*PROBLEM REQUIREMENTS:*
Can you swap "positive clicks" for "include points" wherever it appears in the lines below and give them again with nothing else changed? Leave the pictures out.

[SUPPLIED RECORDS — start]

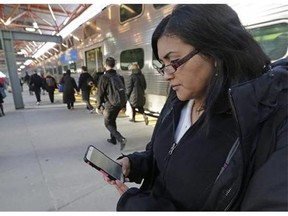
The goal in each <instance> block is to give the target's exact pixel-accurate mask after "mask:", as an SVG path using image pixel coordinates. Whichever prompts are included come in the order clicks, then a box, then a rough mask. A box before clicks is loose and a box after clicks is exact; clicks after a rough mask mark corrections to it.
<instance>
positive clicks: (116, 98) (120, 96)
mask: <svg viewBox="0 0 288 216" xmlns="http://www.w3.org/2000/svg"><path fill="white" fill-rule="evenodd" d="M109 80H110V84H109V85H108V94H107V98H108V100H109V102H110V103H111V105H113V106H117V107H124V106H126V103H127V96H126V92H125V86H124V82H123V81H122V79H121V77H120V76H119V75H118V74H116V75H112V76H109Z"/></svg>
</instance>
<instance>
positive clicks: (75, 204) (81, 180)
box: [0, 86, 156, 211]
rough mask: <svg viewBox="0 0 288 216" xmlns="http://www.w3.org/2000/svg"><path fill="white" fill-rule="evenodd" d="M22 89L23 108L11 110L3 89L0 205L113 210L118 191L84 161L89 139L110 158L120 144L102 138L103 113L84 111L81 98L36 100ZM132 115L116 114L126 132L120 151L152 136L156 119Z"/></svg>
mask: <svg viewBox="0 0 288 216" xmlns="http://www.w3.org/2000/svg"><path fill="white" fill-rule="evenodd" d="M22 95H23V101H24V104H25V109H19V110H15V107H14V103H13V97H12V93H7V97H6V98H5V102H4V109H5V113H6V115H5V116H4V117H0V211H115V206H116V203H117V200H118V198H119V194H118V192H117V191H116V190H115V189H114V187H112V186H110V185H108V184H107V183H106V182H105V181H104V180H103V178H102V175H101V174H100V173H99V172H97V171H96V170H94V169H93V168H91V167H90V166H88V165H87V164H86V163H84V162H83V156H84V153H85V151H86V149H87V147H88V146H89V145H91V144H92V145H95V146H97V147H98V148H99V149H101V150H102V151H103V152H104V153H106V154H107V155H109V156H110V157H112V158H113V159H116V158H117V157H118V156H119V155H120V154H121V151H120V145H119V144H118V145H111V144H109V143H107V142H106V139H107V138H108V136H109V133H108V131H107V130H106V128H105V127H104V122H103V116H102V115H97V114H90V113H88V111H87V110H86V109H85V105H84V104H83V103H82V102H81V101H80V98H77V102H76V104H75V109H74V110H72V111H69V110H67V108H66V105H65V104H63V103H62V95H61V94H60V93H57V94H55V103H54V104H51V103H50V101H49V98H48V94H47V93H46V95H41V97H42V98H41V99H42V102H41V105H40V106H37V105H36V99H35V96H30V95H29V93H28V90H27V88H26V86H25V88H24V91H23V93H22ZM136 120H139V122H136V123H131V122H129V117H128V116H125V115H123V114H122V115H120V116H119V118H118V119H117V124H118V129H119V131H120V132H121V133H122V134H123V136H125V137H126V138H127V144H126V148H125V149H124V150H123V153H129V152H133V151H138V150H139V151H141V150H142V149H144V148H145V145H146V143H147V142H148V141H149V139H150V137H151V134H152V131H153V128H154V125H155V122H156V119H154V118H151V117H149V121H150V123H149V125H148V126H146V125H145V124H144V122H143V120H142V118H141V116H140V115H139V116H137V118H136ZM128 185H130V186H135V185H134V184H131V183H130V184H128Z"/></svg>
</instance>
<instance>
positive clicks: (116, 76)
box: [96, 57, 127, 150]
mask: <svg viewBox="0 0 288 216" xmlns="http://www.w3.org/2000/svg"><path fill="white" fill-rule="evenodd" d="M105 63H106V72H105V74H104V75H103V76H102V77H101V79H100V81H99V86H98V91H97V109H96V112H97V113H103V116H104V124H105V127H106V128H107V129H108V131H109V132H110V139H107V142H109V143H111V144H114V145H116V144H117V141H118V142H119V143H120V145H121V150H122V149H123V148H124V147H125V145H126V141H127V140H126V138H124V137H123V136H122V135H121V134H120V132H119V131H117V125H116V118H117V116H118V114H119V112H120V110H121V109H122V108H123V107H124V106H126V102H127V98H126V93H125V85H124V79H123V77H122V76H120V75H119V74H117V72H116V70H114V69H113V68H114V67H115V64H116V60H115V59H114V58H112V57H108V58H107V59H106V61H105Z"/></svg>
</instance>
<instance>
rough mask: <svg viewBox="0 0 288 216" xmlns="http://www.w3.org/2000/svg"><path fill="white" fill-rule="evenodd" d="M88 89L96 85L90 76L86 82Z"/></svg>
mask: <svg viewBox="0 0 288 216" xmlns="http://www.w3.org/2000/svg"><path fill="white" fill-rule="evenodd" d="M86 84H87V87H88V88H91V87H92V86H93V85H94V82H93V79H92V78H91V77H90V76H89V77H88V79H87V81H86Z"/></svg>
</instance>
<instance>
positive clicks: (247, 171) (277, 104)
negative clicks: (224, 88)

[SUPPLIED RECORDS — finish]

*TASK RESULT:*
The goal in each <instance> block is to give the target's exact pixel-accurate mask after "mask:", as an SVG path using image pixel coordinates. Whichever prompts are included come in the order clicks, then a box, then a rough mask. A box before clicks is loose and a box after clicks is exact; clicks after a rough mask mark corrections to it.
<instance>
include points: (116, 98) (120, 96)
mask: <svg viewBox="0 0 288 216" xmlns="http://www.w3.org/2000/svg"><path fill="white" fill-rule="evenodd" d="M109 80H110V84H109V85H108V94H107V98H108V100H109V102H110V103H111V105H113V106H117V107H124V106H126V103H127V96H126V92H125V86H124V82H123V81H122V79H121V77H120V76H119V75H118V74H116V75H112V76H109Z"/></svg>
</instance>
<instance>
include points: (75, 204) (81, 180)
box: [0, 86, 156, 211]
rough mask: <svg viewBox="0 0 288 216" xmlns="http://www.w3.org/2000/svg"><path fill="white" fill-rule="evenodd" d="M22 89L23 108L11 110L3 89L0 205L113 210L118 191L84 161L89 139L110 158L120 144L102 138L103 113L84 111L81 98L36 100ZM132 115L116 114L126 132L120 151L152 136L156 119Z"/></svg>
mask: <svg viewBox="0 0 288 216" xmlns="http://www.w3.org/2000/svg"><path fill="white" fill-rule="evenodd" d="M22 95H23V101H24V104H25V109H19V110H15V107H14V103H13V97H12V93H7V97H6V98H5V102H4V109H5V113H6V115H5V116H4V117H0V211H115V206H116V203H117V200H118V198H119V194H118V192H117V191H116V190H115V189H114V187H112V186H110V185H108V184H107V183H106V182H105V181H104V180H103V178H102V175H101V174H100V173H99V172H97V171H96V170H94V169H93V168H91V167H90V166H88V165H87V164H86V163H84V162H83V156H84V153H85V151H86V149H87V147H88V146H89V145H91V144H92V145H95V146H97V147H98V148H99V149H101V150H102V151H103V152H104V153H106V154H107V155H109V156H110V157H112V158H113V159H116V158H117V157H118V156H119V155H120V154H121V151H120V145H119V144H118V145H111V144H109V143H107V142H106V139H107V138H108V136H109V133H108V131H107V130H106V128H105V127H104V122H103V116H102V115H97V114H90V113H88V111H87V110H86V109H85V105H84V104H83V103H82V102H81V101H80V98H77V102H76V104H75V109H74V110H72V111H69V110H67V108H66V105H65V104H63V103H62V95H61V94H60V93H57V94H55V103H54V104H51V103H50V101H49V98H48V94H47V93H46V95H41V97H42V98H41V99H42V102H41V105H40V106H37V105H36V99H35V96H30V95H29V93H28V90H27V88H26V86H25V88H24V91H23V93H22ZM136 120H139V122H136V123H131V122H129V117H128V116H125V115H123V114H122V115H120V116H119V118H118V119H117V124H118V129H119V131H120V132H121V133H122V134H123V136H125V137H126V138H127V144H126V148H125V149H124V150H123V153H129V152H133V151H138V150H139V151H141V150H142V149H144V148H145V145H146V143H147V142H148V141H149V139H150V137H151V134H152V131H153V128H154V125H155V122H156V119H154V118H151V117H149V121H150V123H149V125H148V126H146V125H145V124H144V122H143V120H142V118H141V116H140V115H139V116H137V118H136ZM128 185H130V186H135V185H134V184H131V183H130V184H128Z"/></svg>
</instance>
<instance>
include points: (116, 76)
box: [96, 57, 127, 150]
mask: <svg viewBox="0 0 288 216" xmlns="http://www.w3.org/2000/svg"><path fill="white" fill-rule="evenodd" d="M105 63H106V72H105V74H104V75H103V76H102V77H101V79H100V81H99V86H98V91H97V109H96V112H97V113H103V116H104V124H105V127H106V128H107V129H108V131H109V132H110V139H107V142H109V143H111V144H114V145H116V144H117V141H118V142H119V143H120V145H121V150H122V149H123V148H124V147H125V145H126V141H127V140H126V138H124V137H123V136H122V135H121V134H120V132H119V131H117V125H116V118H117V116H118V114H119V112H120V110H121V109H122V108H123V107H124V106H126V102H127V98H126V93H125V85H124V79H123V77H122V76H120V75H119V74H117V72H116V70H114V69H113V68H114V67H115V64H116V60H115V59H114V58H112V57H108V58H107V59H106V61H105Z"/></svg>
</instance>
<instance>
rough mask: <svg viewBox="0 0 288 216" xmlns="http://www.w3.org/2000/svg"><path fill="white" fill-rule="evenodd" d="M88 89L96 85L90 76L86 82Z"/></svg>
mask: <svg viewBox="0 0 288 216" xmlns="http://www.w3.org/2000/svg"><path fill="white" fill-rule="evenodd" d="M86 84H87V87H88V88H91V87H92V86H93V85H94V82H93V79H92V78H91V77H90V76H89V77H88V79H87V81H86Z"/></svg>
</instance>
<instance>
include points: (247, 171) (277, 104)
negative clicks: (224, 88)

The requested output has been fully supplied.